**Exercise brief:** Which lines in the items below contain the word "boot"? Copy each of those lines in full.

**Items:**

** Begin **

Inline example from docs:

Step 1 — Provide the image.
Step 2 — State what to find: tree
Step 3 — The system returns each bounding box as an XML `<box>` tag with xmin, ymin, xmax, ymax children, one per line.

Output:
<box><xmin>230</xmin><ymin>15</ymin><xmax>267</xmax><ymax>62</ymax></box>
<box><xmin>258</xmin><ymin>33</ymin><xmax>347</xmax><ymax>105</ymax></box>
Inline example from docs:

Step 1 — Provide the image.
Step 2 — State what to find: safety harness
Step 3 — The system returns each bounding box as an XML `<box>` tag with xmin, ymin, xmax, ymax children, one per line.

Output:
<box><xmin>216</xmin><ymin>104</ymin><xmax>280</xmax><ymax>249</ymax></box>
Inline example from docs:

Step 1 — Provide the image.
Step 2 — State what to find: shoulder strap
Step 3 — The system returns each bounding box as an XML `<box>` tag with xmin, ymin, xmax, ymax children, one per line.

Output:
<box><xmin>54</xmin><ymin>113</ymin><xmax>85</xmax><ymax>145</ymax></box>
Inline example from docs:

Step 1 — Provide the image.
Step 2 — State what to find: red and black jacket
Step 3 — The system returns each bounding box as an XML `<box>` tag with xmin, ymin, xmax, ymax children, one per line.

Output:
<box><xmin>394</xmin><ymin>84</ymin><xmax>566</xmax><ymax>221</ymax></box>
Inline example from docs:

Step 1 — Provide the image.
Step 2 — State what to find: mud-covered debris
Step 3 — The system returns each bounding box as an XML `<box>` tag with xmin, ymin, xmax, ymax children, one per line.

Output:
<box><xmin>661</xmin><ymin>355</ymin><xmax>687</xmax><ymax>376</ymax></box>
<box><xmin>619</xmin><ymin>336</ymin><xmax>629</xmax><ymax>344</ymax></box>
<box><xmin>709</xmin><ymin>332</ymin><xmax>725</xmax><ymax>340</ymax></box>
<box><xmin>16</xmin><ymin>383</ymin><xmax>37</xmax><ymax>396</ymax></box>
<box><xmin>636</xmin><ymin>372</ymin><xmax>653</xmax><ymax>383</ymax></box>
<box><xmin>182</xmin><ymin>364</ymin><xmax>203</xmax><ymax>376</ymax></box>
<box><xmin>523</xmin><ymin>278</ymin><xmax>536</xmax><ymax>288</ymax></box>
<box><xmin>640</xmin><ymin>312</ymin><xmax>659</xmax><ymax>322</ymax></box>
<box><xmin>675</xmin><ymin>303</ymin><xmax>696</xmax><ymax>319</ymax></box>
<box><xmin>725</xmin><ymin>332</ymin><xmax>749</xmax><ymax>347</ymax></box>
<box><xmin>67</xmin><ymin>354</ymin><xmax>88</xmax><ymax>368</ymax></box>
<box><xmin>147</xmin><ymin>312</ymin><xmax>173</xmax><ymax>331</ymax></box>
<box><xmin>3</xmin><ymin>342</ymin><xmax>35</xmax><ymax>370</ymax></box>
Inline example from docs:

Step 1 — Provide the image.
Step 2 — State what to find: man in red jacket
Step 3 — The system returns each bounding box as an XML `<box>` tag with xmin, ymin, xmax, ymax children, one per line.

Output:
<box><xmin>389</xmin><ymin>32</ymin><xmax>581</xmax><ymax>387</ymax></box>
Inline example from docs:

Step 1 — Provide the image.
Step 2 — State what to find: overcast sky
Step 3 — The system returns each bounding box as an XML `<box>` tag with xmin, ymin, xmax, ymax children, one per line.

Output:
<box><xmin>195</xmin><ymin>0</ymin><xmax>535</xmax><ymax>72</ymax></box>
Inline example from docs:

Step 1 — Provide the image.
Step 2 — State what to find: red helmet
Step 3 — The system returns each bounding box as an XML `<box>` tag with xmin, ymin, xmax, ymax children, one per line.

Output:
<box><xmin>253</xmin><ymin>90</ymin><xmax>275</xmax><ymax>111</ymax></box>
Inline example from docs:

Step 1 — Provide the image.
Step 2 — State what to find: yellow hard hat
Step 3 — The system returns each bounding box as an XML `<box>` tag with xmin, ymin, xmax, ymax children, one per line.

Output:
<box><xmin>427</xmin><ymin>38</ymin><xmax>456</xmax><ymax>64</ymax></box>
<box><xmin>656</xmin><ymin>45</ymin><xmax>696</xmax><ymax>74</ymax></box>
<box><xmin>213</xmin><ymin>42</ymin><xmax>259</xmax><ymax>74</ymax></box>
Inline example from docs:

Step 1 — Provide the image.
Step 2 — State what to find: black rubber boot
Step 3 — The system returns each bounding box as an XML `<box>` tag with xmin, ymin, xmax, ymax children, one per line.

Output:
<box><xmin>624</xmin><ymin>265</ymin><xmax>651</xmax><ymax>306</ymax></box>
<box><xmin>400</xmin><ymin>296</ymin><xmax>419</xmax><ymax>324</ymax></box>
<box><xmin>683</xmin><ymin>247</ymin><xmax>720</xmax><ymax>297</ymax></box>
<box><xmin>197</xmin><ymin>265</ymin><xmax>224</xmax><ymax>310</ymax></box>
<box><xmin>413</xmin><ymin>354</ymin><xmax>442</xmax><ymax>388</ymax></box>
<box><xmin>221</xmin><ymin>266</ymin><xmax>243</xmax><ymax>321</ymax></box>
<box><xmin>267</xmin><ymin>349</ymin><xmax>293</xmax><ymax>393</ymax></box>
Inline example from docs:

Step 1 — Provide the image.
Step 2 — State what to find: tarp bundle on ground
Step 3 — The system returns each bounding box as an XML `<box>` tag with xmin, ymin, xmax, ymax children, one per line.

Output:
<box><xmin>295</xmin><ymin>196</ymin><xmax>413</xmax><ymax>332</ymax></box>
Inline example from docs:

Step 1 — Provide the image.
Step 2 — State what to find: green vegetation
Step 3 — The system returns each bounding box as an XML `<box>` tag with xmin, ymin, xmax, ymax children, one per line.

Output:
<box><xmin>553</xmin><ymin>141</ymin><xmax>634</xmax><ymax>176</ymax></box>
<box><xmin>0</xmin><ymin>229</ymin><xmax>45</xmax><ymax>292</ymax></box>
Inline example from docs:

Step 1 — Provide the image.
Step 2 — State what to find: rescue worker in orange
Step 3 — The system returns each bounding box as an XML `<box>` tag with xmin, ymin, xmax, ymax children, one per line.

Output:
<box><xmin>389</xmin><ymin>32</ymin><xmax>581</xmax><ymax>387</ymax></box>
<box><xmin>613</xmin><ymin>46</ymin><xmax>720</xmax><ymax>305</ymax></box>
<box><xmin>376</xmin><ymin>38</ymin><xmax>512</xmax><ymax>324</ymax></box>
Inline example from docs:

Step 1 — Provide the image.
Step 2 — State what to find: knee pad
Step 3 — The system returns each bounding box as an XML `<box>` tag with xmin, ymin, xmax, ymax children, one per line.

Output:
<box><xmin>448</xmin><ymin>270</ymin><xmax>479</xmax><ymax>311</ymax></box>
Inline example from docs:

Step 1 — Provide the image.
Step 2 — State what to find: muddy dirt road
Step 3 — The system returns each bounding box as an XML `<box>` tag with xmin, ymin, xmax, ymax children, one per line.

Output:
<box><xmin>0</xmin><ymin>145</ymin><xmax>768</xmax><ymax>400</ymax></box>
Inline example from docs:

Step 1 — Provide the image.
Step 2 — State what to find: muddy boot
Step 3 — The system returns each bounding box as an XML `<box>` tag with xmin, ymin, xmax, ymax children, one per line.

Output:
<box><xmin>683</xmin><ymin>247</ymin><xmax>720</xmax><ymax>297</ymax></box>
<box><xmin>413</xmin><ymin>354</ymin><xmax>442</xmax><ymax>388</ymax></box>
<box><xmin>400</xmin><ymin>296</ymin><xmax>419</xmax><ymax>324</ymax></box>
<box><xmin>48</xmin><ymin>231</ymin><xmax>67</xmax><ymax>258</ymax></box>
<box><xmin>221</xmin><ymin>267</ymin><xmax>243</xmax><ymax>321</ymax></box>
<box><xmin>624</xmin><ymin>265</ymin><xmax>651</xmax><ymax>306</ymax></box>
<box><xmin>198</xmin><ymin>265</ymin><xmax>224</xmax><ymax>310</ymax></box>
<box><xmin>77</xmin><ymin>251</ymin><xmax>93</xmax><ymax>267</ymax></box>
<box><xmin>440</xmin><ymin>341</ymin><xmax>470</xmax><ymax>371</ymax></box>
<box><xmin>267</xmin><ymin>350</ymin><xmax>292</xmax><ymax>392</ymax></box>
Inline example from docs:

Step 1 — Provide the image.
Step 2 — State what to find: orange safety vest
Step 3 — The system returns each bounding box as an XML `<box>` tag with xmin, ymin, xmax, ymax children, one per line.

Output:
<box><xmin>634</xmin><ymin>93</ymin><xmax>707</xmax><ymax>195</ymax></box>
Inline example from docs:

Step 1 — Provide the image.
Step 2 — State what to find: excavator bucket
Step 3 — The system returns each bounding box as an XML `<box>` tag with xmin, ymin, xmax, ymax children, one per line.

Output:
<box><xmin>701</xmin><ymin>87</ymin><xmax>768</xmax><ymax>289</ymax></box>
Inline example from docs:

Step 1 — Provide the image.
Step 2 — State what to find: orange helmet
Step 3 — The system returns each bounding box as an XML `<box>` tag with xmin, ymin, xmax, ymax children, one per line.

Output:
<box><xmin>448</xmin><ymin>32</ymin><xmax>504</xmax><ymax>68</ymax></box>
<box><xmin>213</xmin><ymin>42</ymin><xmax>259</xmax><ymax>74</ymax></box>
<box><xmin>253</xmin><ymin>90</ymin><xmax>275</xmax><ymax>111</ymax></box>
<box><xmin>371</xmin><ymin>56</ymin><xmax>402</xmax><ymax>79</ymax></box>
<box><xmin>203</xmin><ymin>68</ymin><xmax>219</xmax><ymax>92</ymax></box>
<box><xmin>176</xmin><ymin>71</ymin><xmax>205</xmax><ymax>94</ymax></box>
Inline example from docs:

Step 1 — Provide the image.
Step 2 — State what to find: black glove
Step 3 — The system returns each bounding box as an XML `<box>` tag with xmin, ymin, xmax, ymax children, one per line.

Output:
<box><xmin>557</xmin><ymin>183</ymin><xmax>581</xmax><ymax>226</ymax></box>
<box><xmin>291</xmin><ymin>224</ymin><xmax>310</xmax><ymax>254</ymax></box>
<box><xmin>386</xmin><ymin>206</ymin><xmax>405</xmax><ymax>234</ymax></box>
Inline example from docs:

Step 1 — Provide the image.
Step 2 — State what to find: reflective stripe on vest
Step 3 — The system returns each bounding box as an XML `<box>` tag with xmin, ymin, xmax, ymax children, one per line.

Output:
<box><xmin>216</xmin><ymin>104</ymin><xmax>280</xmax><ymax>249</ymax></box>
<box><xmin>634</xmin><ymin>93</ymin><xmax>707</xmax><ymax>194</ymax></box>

** End **

**Expected output:**
Step 2 — State what to find: black rubber boot
Step 2 — State what to find: muddy boot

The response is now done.